## Actions to take
(A) In the excerpt below on Australian university pay, what salary is given for Prime Minister Scott Morrison?
(B) Translate this sentence from the excerpt below on Australian university pay into Spanish: "Australia’s universities pay their top employees far closer to corporate salaries than to executives at even Australia’s biggest non-educational not-for-profit organisations."
(C) Continue the excerpt below on the pay of Australian university executives, picking up after its final sentence.

## Excerpt
+++++

Michael Sainsbury has done a terrific job exposing their exorbitant pay at Michael West Media:

Australia’s universities pay their top employees far closer to corporate salaries than to executives at even Australia’s biggest non-educational not-for-profit organisations. The salaries of the chief executives of Australia’s two largest non-educational or church charities, Red Cross Australia’s Judy Slatyer and World Vision Australia’s Claire Rogers ( who recently resigned) have been reported at between $350,000 and $400,000.

An investigation by Michael West Media has revealed that, members of the exclusive Group of Eight (G8) who sit atop the nation’s 41 universities have, between them, dozens of senior staff who are paid more than Prime Minister Scott Morrison’s salary of $549,250.

The Universities of Melbourne Sydney, NSW and Monash have at least half dozen executives on more money than the Prime Minister — and few if any of them teach.

+++++

## Dataset extract
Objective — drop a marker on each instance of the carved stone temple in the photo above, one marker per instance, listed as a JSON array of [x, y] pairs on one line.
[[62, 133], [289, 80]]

+++++

## Outputs in order
(A) $549,250

(B) Las universidades de Australia pagan a sus empleados de mayor rango salarios mucho más cercanos a los del sector empresarial que a los de los ejecutivos incluso de las mayores organizaciones sin fines de lucro no educativas de Australia.

(C)
The average annual vice chancellor’s (VC) salary in Australia in 2018 was just under $1 million, in stark contrast to the United Kingdom where the average was £270,000. Cambridge University vice-chancellor Stephen Toope, second highest paid in the UK, was on a basic salary of £431,000 in 2017-8 – a little over $A800,000…

So, it is little wonder that Duncan Maskell moved from a senior position at Cambridge University to Glyn Davis’s job the University of Melbourne when Davis was paid an Australian record $1,589,999 in 2018 in his last year as VC…

Hot on his heels was University of Sydney’s aggressive, pro-China vice chancellor Michael Spence, who has seen his pay soar more than 60% in the past five years… 

Rounding out the G8, UNSW vice-chancellor Ian Jacobs received $1,288,478 in 2018 and University of Queensland’s Peter Hoj $1,199,999, Monash University’s Margaret Gardner (Glyn Davis’s wife), $1,109, 999, University of Adelaide’s Peter Rathjen $1,175,000 and University of Western Australia’s Dawn Freshwater, $1,095,000…

Outside the G8, the million-dollar club is headed by Australian Catholic University, the smallest in the country where Greg Craven received $1.25 million — Deakin’s Jane den Hollander, Royal Melbourne Institute of Technology’s Martin Bean, University of Technology of Sydney’s Attila Brugs all on $1.1 million and half a dozen more on $1-1.1 million…

Despite begging the government for wage assistance as they send casual staff – some of whom earn less in a year than the VCs do in a week – to the dole queue, only a handful of university VC’s, including UNSW and Melbourne University have cut pay to senior executive staff (20% apiece) with UNSW’s Jacobs now calling for voluntary pay cuts from other staff.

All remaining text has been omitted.